Copy the entries below word for word, omitting the pictures.
______________________________
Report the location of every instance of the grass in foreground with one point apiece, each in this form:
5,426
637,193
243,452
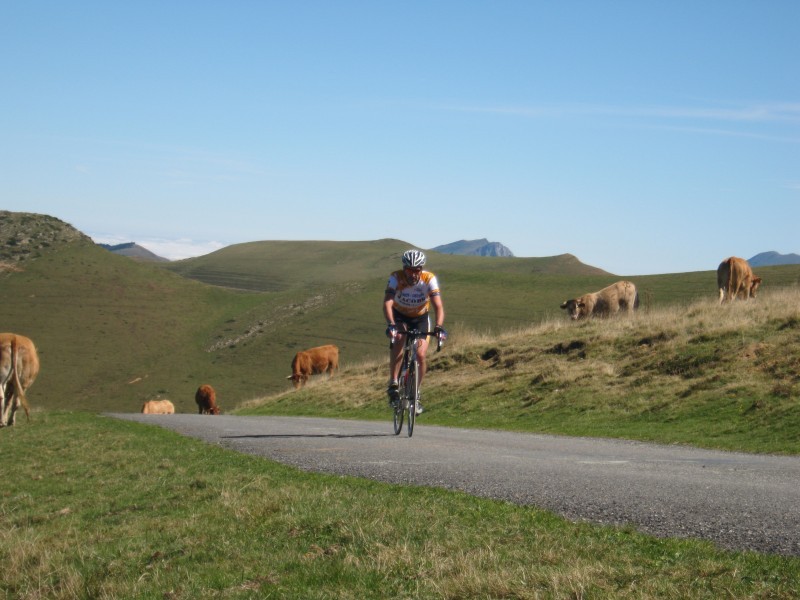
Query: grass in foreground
91,507
724,377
______________________________
__Completed exercise__:
Report the location of every instance of the grass in foreground with one point apiece, each in this form:
5,426
637,193
243,452
Query: grass in foreground
91,507
724,377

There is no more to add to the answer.